> _Problem statement_
Write out every entry exactly as it appears, omitting the pictures.

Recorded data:

BEGIN

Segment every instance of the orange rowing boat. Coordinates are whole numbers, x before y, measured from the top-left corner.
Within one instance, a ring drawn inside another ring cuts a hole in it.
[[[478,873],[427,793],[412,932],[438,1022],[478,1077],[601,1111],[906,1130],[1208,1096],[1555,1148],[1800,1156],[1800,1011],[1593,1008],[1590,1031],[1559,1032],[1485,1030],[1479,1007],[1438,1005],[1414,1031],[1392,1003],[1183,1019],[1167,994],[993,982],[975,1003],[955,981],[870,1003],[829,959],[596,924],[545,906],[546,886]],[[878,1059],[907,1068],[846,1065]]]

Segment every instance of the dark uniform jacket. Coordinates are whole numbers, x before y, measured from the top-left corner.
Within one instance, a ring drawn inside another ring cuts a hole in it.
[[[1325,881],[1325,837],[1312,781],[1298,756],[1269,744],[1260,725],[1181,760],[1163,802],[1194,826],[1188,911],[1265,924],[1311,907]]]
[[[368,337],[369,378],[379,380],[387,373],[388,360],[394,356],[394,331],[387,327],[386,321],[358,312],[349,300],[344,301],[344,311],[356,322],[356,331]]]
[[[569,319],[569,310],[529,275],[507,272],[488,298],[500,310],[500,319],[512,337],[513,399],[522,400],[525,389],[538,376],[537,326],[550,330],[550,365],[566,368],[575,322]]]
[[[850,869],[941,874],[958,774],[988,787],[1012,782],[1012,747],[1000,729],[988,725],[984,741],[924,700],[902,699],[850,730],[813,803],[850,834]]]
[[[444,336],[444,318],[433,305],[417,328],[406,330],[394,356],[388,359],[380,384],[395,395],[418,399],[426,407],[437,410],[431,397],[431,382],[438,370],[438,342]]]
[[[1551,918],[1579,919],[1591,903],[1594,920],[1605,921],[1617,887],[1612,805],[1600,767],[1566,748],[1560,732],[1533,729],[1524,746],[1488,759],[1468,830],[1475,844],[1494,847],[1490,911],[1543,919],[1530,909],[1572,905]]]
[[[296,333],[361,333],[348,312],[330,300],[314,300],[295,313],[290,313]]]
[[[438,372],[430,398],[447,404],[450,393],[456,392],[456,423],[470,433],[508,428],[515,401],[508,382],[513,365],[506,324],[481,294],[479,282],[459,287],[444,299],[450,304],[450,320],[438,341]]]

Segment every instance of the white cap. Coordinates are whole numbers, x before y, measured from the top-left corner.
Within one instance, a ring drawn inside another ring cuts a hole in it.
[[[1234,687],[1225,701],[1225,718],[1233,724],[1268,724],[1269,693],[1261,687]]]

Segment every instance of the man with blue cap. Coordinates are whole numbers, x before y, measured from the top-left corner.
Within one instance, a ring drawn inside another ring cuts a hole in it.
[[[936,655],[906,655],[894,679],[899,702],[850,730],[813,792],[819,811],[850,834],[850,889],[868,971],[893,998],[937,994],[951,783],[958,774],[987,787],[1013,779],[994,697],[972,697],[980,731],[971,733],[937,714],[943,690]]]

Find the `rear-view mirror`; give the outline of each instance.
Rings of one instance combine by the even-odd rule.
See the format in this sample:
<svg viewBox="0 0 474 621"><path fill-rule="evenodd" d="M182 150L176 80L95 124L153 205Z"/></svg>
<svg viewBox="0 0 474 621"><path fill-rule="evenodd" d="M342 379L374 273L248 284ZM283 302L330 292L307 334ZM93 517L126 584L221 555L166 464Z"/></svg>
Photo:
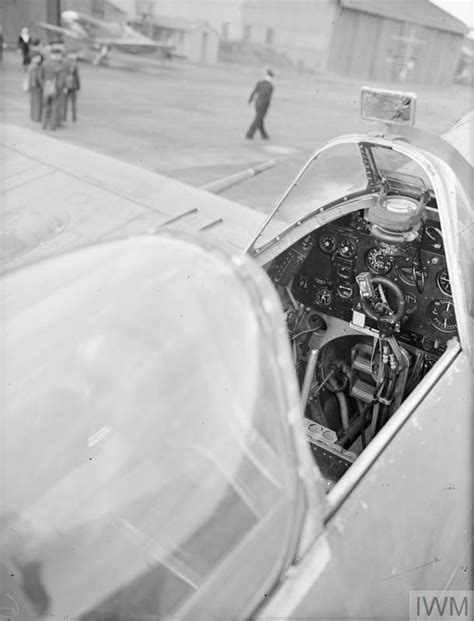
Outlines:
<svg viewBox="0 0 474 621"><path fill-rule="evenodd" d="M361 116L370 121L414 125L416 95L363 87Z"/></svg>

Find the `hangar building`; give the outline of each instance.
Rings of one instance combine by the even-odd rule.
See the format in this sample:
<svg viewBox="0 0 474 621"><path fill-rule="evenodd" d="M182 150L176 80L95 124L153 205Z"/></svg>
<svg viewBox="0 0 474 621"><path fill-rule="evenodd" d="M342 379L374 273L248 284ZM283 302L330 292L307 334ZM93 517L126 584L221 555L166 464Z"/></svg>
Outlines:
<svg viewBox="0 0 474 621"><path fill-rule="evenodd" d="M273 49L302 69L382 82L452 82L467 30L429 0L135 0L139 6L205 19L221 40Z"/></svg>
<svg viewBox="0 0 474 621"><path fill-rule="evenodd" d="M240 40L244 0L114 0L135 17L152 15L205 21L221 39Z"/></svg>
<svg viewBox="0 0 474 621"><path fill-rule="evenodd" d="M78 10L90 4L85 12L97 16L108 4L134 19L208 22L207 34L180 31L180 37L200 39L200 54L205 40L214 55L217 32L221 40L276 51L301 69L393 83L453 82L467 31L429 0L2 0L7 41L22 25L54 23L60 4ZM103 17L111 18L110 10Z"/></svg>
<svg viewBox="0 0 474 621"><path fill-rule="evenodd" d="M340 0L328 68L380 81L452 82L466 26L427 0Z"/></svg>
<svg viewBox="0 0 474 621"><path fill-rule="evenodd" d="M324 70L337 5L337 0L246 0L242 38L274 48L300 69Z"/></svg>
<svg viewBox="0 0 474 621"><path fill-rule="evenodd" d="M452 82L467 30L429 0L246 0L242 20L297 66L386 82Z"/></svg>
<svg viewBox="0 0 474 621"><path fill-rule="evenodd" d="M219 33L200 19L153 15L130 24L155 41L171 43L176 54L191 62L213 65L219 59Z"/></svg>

END

> _The completed task_
Segment every instance of the orange rowing boat. Coordinates are whole numbers, x before y, measured from the top-left corner.
Within one instance, a ring drawn inside another ring cuts a hole in it.
[[[478,873],[427,793],[412,932],[438,1022],[478,1077],[601,1111],[906,1130],[1208,1096],[1555,1148],[1800,1156],[1800,1011],[1593,1008],[1590,1031],[1559,1032],[1485,1030],[1479,1007],[1438,1005],[1414,1031],[1392,1003],[1183,1019],[1167,994],[993,982],[975,1003],[955,981],[870,1003],[829,959],[596,924],[545,906],[546,886]],[[878,1059],[907,1068],[846,1065]]]

Segment every instance of the dark uniform jacket. Coordinates are whole numbers, x before y, measured from the top-left corner.
Within one instance, a ring drawn inside another ring cuts a hole in it.
[[[1325,881],[1325,837],[1312,781],[1298,756],[1269,744],[1260,725],[1181,760],[1163,802],[1194,826],[1188,911],[1265,924],[1311,907]]]
[[[368,337],[369,378],[379,380],[387,373],[388,360],[394,356],[394,331],[387,327],[386,321],[358,312],[349,300],[344,301],[344,311],[356,322],[356,331]]]
[[[569,319],[569,310],[529,275],[507,272],[488,298],[500,310],[500,319],[512,337],[513,399],[522,400],[525,389],[538,376],[537,326],[550,330],[550,365],[566,368],[575,322]]]
[[[850,869],[941,874],[958,774],[988,787],[1012,782],[1012,747],[1000,729],[988,725],[984,741],[924,700],[902,699],[850,730],[813,803],[850,834]]]
[[[444,336],[444,318],[433,305],[417,328],[406,330],[394,356],[388,359],[380,384],[395,395],[418,399],[426,407],[437,410],[431,397],[431,382],[438,370],[438,342]]]
[[[1551,918],[1579,919],[1591,903],[1594,920],[1605,921],[1617,887],[1612,805],[1600,767],[1566,748],[1560,732],[1533,729],[1524,746],[1488,759],[1468,830],[1475,844],[1494,847],[1490,911],[1543,919],[1530,909],[1572,905]]]
[[[296,333],[361,333],[348,312],[330,300],[314,300],[295,313],[290,313]]]
[[[438,372],[430,398],[447,404],[450,393],[456,392],[456,423],[470,433],[508,428],[515,401],[508,382],[513,365],[506,324],[481,294],[479,282],[459,287],[444,299],[450,304],[450,320],[438,341]]]

Segment every instance of the white cap. Coordinates are whole numbers, x before y, measured from the top-left corner.
Within one instance, a ring drawn inside another ring cuts a hole in it.
[[[1234,687],[1225,701],[1225,718],[1233,724],[1268,724],[1269,693],[1261,687]]]

Segment every instance of the man with blue cap. Coordinates are whole numbers, x before y, measured from the top-left corner.
Within one instance, a ring drawn inside another ring cuts a hole in it.
[[[936,655],[906,655],[894,679],[899,702],[850,730],[813,792],[819,811],[850,834],[850,889],[868,971],[893,998],[937,994],[951,783],[958,774],[987,787],[1013,779],[994,697],[972,697],[980,731],[971,733],[937,714],[943,690]]]

Find the `rear-view mirror`; give the outline of each instance.
Rings of one instance combine by the even-odd rule.
See the format in this sample:
<svg viewBox="0 0 474 621"><path fill-rule="evenodd" d="M182 150L176 80L95 124L153 205Z"/></svg>
<svg viewBox="0 0 474 621"><path fill-rule="evenodd" d="M342 379L374 273L248 284ZM283 302L330 292L307 334ZM93 517L126 584L221 555L166 464Z"/></svg>
Photo:
Outlines:
<svg viewBox="0 0 474 621"><path fill-rule="evenodd" d="M361 116L370 121L414 125L416 95L363 87Z"/></svg>

Find the `hangar building`; give the outline of each instance.
Rings of one instance combine by the even-odd rule.
See the format in this sample:
<svg viewBox="0 0 474 621"><path fill-rule="evenodd" d="M182 150L176 80L95 124L153 205Z"/></svg>
<svg viewBox="0 0 474 621"><path fill-rule="evenodd" d="M342 379L374 273L248 284ZM283 302L330 292L307 334ZM93 517L126 584L221 555L166 464Z"/></svg>
Outlines:
<svg viewBox="0 0 474 621"><path fill-rule="evenodd" d="M273 49L302 69L382 82L452 82L467 30L429 0L135 0L139 6L205 19L221 40Z"/></svg>
<svg viewBox="0 0 474 621"><path fill-rule="evenodd" d="M240 40L244 0L114 0L135 17L152 15L205 21L221 39Z"/></svg>
<svg viewBox="0 0 474 621"><path fill-rule="evenodd" d="M78 10L90 4L85 12L97 16L108 4L134 19L208 22L207 34L180 31L180 37L200 39L200 54L205 40L214 55L217 32L221 40L276 51L301 69L393 83L453 82L467 31L429 0L2 0L7 41L22 25L54 23L60 4ZM103 17L111 18L110 10Z"/></svg>
<svg viewBox="0 0 474 621"><path fill-rule="evenodd" d="M340 0L328 68L380 81L452 82L466 26L427 0Z"/></svg>
<svg viewBox="0 0 474 621"><path fill-rule="evenodd" d="M324 70L337 5L337 0L246 0L242 38L274 48L300 69Z"/></svg>
<svg viewBox="0 0 474 621"><path fill-rule="evenodd" d="M452 82L467 30L429 0L246 0L242 20L297 66L386 82Z"/></svg>
<svg viewBox="0 0 474 621"><path fill-rule="evenodd" d="M219 33L200 19L153 15L130 24L155 41L171 43L176 54L191 62L213 65L219 59Z"/></svg>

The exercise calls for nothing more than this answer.